**EXERCISE REQUIREMENTS**
Pick up the passage on mathematician Gary Michael Seitz after its final sentence and keep writing it.

GIVEN TEXT Block Start

Gary Michael Seitz (born 1943) is an American mathematician, a Fellow of the American Mathematical Society and a College of Arts and Sciences Distinguished Professor Emeritus in Mathematics at the University of Oregon. He received his Ph.D. from the University of Oregon in 1968, where his adviser was Charles W. Curtis. Seitz specializes in the study of algebraic and finite groups. Seitz has been active in the effort to exploit the relationship between algebraic groups and the finite groups of Lie type, in order to study the structure and representations of groups in the latter class. Such information is important in its own right, but was also critical in the classification of the finite simple groups, a major achievement of 20th century mathematics. Seitz made contributions to the classification of finite simple groups, such as those containing standard subgroups of Lie type. Following the classification, he pioneered the study of the subgroup structure of simple algebraic groups, and as an application went a long way towards solving the maximal subgroup problem for finite groups. For this work he received the Creativity Award from the National Science Foundation in 1991.

GIVEN TEXT Block End
DATA PROVIDED Block Start

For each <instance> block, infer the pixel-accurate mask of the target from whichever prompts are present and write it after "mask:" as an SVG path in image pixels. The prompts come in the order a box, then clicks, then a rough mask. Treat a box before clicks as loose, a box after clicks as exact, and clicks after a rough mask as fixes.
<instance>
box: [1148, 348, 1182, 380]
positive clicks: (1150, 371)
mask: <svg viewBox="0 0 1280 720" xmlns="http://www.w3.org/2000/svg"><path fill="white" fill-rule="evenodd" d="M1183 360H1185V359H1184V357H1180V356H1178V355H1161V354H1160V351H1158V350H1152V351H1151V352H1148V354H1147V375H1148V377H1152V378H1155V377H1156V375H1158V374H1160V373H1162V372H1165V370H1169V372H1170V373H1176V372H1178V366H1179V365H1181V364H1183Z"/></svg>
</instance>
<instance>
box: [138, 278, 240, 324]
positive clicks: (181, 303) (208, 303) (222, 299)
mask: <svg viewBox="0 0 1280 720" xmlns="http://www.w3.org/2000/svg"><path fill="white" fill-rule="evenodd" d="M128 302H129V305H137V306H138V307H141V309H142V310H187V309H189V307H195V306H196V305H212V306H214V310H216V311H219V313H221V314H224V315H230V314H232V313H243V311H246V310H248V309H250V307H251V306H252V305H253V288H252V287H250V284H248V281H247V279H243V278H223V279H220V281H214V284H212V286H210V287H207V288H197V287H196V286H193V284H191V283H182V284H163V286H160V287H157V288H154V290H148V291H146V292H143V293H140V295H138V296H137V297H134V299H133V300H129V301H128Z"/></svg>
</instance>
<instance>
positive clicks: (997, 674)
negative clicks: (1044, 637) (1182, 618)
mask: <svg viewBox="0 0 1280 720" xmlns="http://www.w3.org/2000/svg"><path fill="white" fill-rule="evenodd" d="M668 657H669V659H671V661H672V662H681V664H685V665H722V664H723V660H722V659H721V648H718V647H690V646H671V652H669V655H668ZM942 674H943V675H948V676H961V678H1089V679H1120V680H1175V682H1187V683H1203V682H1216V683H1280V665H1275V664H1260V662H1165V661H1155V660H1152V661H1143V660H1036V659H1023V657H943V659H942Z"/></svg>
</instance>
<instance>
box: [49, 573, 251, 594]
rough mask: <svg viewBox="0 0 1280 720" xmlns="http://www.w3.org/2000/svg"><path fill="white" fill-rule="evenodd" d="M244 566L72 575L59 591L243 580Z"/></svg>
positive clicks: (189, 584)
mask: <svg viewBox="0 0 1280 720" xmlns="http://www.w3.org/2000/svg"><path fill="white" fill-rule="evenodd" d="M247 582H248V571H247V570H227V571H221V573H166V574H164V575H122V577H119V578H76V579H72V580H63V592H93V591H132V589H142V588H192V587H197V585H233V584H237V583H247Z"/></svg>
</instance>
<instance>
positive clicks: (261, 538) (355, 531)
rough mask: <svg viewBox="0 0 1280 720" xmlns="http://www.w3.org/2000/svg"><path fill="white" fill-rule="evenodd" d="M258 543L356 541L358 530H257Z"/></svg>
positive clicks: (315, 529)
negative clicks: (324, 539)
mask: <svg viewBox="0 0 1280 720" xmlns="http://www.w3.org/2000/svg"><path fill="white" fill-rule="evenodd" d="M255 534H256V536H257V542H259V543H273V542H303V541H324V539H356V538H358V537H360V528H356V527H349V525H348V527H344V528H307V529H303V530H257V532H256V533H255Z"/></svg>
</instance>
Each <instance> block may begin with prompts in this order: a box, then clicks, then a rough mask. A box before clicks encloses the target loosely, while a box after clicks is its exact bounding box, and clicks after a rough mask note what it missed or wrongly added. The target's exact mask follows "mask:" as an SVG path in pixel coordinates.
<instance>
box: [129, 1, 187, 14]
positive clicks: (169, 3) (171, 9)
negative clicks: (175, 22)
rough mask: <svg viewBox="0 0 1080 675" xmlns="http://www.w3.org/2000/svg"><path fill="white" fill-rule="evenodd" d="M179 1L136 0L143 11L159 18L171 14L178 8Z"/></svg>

DATA PROVIDED Block End

**OUTPUT OF THE TASK**
Early life
He was born in Santa Monica, California, graduated from University High School in 1961. In high school he was a bowling champion with an average of 194 and a pool shark.

Education and career 
Seitz received his B.A. and Masters at University of California, Berkeley. He went on to earn his Ph.D. at the University of Oregon in 1968. He joined the faculty of the University of Illinois at Chicago in 1968. In 1970, he moved to University of Oregon as assistant professor, where he became a full professor in 1977 and a CAS Distinguished Professor in 2000. In his tenure at University of Oregon he also served as the Department Head of Mathematics and Associate Dean for the sciences in the College of Arts and Sciences. He served as thesis advisor for ten PhD students of whom eight currently hold academic positions. He has been visiting professor at the Institute for Advanced Study, California Institute of Technology, Cambridge University, Institut des Hautes Etudes Scientifiques, Imperial College, Tel Aviv University, Utrecht University, Tokyo University, among other institutions. In 2004, about a dozen  mathematicians gathered for an international conference at the University of Oregon to honor his work.

Books 
The maximal subgroups of the classical algebraic groups, AMS Memoirs, 365, (1987), 1–286.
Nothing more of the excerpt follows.